Convert the part of the listing that opens with the line containing "like [[190, 32]]." and closes with the last line of the listing into a numbered list, including both of those lines and leaving out any blank lines.

── EXCERPTED DATA

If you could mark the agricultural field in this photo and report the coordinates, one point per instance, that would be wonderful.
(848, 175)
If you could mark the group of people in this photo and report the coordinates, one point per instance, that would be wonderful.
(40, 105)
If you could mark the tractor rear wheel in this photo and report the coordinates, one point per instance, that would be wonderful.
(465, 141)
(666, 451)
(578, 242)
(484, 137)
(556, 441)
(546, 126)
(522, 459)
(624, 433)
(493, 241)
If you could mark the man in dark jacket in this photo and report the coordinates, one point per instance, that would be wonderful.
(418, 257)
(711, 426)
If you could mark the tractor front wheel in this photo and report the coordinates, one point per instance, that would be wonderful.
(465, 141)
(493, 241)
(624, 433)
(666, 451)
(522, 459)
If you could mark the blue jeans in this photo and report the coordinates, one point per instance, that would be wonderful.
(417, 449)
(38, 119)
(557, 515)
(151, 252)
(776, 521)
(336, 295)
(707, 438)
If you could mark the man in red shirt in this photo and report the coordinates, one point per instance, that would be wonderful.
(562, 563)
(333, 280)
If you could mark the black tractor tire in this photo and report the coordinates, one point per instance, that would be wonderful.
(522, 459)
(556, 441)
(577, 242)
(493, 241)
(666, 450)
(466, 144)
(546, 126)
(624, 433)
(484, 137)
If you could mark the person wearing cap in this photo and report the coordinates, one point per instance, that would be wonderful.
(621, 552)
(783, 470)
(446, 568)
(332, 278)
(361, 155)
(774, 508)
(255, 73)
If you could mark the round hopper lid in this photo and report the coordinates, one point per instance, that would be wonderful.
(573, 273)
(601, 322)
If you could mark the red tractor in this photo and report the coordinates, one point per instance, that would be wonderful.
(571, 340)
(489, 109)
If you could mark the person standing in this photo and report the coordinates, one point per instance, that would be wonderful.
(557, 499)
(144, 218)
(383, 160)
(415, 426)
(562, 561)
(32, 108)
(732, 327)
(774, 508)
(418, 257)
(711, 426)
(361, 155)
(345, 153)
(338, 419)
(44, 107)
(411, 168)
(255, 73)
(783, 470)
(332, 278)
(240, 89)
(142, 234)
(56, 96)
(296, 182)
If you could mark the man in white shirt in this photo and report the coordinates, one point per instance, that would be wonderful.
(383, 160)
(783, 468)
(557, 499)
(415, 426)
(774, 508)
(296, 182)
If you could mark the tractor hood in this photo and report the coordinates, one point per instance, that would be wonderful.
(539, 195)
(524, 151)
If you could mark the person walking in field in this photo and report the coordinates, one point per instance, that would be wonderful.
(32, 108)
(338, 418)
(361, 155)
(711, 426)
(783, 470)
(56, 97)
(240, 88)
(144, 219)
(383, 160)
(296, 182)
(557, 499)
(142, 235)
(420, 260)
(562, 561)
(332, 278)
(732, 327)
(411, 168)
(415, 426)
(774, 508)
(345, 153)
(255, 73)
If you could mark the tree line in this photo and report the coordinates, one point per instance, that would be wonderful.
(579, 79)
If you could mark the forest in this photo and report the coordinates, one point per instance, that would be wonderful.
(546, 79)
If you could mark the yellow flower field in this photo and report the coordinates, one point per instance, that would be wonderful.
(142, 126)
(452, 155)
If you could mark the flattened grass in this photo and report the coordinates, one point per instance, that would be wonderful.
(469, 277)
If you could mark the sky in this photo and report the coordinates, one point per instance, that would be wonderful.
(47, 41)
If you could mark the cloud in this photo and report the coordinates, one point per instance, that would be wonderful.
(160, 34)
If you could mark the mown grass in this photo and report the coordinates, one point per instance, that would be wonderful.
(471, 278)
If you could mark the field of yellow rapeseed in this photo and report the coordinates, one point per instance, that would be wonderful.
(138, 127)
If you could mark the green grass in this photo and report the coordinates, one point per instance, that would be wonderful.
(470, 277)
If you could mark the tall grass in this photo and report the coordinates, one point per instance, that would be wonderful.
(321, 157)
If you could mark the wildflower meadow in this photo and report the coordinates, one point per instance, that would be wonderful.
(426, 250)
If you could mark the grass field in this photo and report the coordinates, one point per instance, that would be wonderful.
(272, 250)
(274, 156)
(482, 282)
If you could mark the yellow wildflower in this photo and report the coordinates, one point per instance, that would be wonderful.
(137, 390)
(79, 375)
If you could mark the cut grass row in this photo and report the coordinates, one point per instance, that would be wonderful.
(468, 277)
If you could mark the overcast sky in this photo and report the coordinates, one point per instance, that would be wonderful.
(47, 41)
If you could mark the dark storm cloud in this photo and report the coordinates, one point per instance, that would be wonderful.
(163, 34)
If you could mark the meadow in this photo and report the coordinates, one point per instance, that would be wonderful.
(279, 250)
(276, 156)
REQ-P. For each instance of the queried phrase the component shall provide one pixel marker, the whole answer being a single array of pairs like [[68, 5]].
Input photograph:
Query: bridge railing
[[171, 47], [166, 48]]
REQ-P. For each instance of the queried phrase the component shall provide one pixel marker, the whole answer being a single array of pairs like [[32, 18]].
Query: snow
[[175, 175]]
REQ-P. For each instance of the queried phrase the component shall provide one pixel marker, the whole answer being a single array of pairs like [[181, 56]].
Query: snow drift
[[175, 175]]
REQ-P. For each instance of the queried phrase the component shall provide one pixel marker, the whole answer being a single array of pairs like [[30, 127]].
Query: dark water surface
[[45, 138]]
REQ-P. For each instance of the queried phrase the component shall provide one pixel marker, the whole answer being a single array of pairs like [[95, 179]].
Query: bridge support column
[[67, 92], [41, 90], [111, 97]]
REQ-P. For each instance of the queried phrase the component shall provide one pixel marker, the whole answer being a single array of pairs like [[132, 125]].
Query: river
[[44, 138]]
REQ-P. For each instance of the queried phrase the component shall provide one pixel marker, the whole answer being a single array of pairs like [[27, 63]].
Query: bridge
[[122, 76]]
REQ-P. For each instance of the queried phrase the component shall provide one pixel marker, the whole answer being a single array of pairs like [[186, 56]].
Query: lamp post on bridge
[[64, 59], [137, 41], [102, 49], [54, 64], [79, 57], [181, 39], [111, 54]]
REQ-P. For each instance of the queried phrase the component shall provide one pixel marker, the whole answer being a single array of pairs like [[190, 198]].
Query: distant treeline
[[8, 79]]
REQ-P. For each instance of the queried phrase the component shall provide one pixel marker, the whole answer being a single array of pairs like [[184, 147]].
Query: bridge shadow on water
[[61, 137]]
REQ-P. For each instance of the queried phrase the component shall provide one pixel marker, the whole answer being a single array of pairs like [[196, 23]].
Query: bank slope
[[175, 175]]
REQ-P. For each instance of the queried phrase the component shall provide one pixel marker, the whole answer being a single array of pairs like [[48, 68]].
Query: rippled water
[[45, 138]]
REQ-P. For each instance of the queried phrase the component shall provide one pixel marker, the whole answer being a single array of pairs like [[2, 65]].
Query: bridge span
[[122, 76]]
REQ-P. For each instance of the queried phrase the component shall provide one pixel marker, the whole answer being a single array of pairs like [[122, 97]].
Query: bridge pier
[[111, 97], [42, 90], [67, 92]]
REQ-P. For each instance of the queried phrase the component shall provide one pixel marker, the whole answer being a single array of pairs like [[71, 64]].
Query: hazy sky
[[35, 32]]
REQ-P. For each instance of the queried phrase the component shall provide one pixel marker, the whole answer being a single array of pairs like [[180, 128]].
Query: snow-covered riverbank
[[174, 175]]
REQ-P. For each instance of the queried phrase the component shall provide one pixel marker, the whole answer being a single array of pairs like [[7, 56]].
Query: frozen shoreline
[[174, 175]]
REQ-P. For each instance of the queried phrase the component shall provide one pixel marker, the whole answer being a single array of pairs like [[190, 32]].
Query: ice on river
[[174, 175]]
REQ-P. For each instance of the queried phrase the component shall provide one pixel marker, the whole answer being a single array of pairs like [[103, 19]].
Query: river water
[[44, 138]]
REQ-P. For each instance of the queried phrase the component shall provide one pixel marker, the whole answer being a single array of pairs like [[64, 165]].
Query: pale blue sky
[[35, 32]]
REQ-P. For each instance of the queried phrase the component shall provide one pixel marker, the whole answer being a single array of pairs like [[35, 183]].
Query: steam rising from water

────

▶ [FULL OUTPUT]
1. REQ-P. For each instance of the queried phrase the component shall provide one pixel marker, the whole answer being a single array of pairs like [[190, 32]].
2. Query: ice on river
3. [[174, 175]]
4. REQ-P. For each instance of the queried phrase the component shall provide one pixel marker, the whole answer being a single array of pairs like [[103, 19]].
5. Query: river water
6. [[44, 138]]
7. REQ-P. For each instance of the queried phrase the component shall provide one pixel marker, the whole answer being a single array of pairs like [[64, 165]].
8. Query: pale blue sky
9. [[35, 32]]
10. REQ-P. For each instance of the queried phrase the component shall provide one pixel marker, the whole answer being a single array of pairs like [[35, 183]].
11. Query: steam rising from water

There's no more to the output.